*REQUEST:* Copy every line of the data below word for word, but leave the pictures out of your answer.

▽

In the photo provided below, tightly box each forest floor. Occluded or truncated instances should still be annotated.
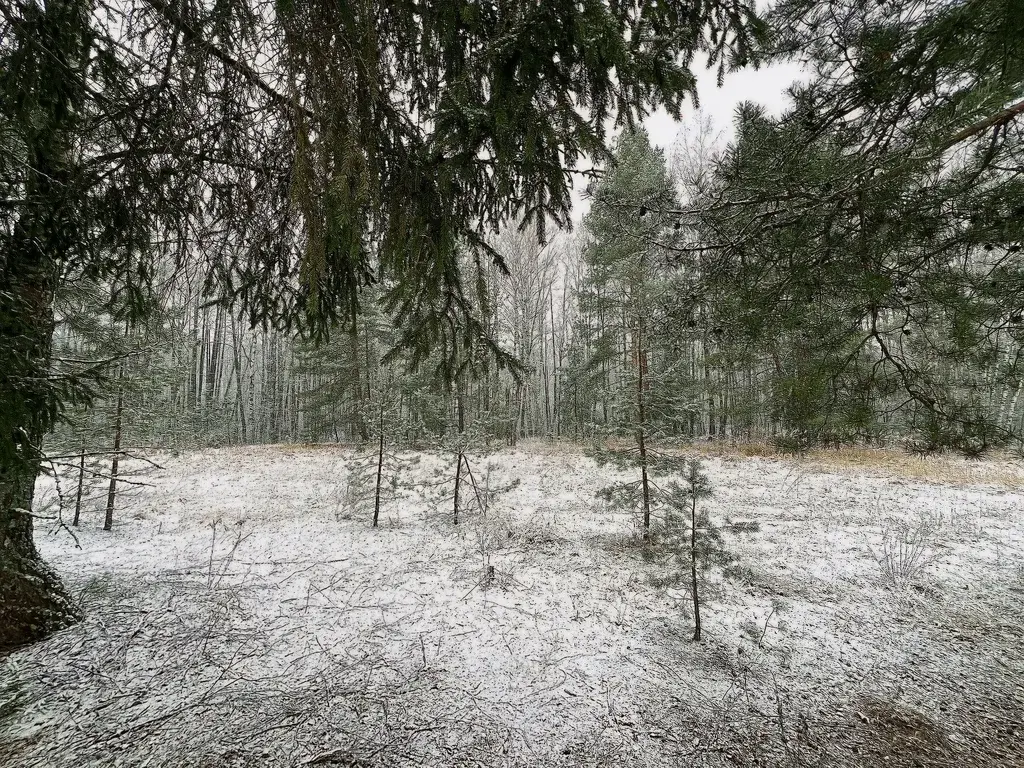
[0,443,1024,768]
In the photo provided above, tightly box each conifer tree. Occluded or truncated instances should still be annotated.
[582,131,674,538]
[682,0,1024,454]
[0,0,760,646]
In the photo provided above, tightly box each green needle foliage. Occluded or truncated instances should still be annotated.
[684,0,1024,455]
[0,0,762,646]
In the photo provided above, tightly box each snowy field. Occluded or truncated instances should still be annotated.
[0,443,1024,768]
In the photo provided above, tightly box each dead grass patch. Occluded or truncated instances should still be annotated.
[680,441,1024,489]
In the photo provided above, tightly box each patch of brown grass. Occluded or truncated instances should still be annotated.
[687,441,1024,489]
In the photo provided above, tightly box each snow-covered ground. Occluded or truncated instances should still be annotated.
[0,443,1024,768]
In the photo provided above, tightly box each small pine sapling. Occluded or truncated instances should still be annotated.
[590,444,685,543]
[665,459,729,641]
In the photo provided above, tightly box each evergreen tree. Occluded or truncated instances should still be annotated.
[581,131,675,538]
[682,0,1024,454]
[0,0,758,646]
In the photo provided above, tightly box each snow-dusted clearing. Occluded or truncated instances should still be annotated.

△

*REPLY:*
In the photo provided below, tightly box each forest floor. Occluded or truncated instances should still be annotated.
[0,443,1024,768]
In the photo provided above, tightly box each conifer tree. Occluded or truncated instances should still be annotated.
[582,131,674,538]
[682,0,1024,454]
[0,0,760,646]
In the photo provided above, tightly box each green needle foliage. Occluded or truncated instances should still be annotated.
[684,0,1024,455]
[0,0,762,646]
In the photo provided above, tightly box each snowy field. Occluded or truncated instances should still be annotated.
[0,443,1024,768]
In the photo provided above, tightly box each dead grass patch. Occluded or truncated instances should still be annotated.
[680,441,1024,489]
In the photo provided above, tightly box each patch of brown grass. Occluded or truncated instances should still be annotated.
[687,441,1024,489]
In the photo provided above, tightly box each snow-covered ground. Occluded or truncated instances should still be annotated.
[0,443,1024,768]
In the photo provided above, tightly box each small pine sapling. Occluded or truncated instances should still be annotated.
[590,444,685,543]
[665,459,729,641]
In the photo provided above, tightly box each evergreen tree. Occluded or truncated instances should still be annotated.
[581,131,675,538]
[682,0,1024,454]
[0,0,758,646]
In the photo provided above, tightly box each snow-dusted clearing. Occluded or truncated instances should still be annotated.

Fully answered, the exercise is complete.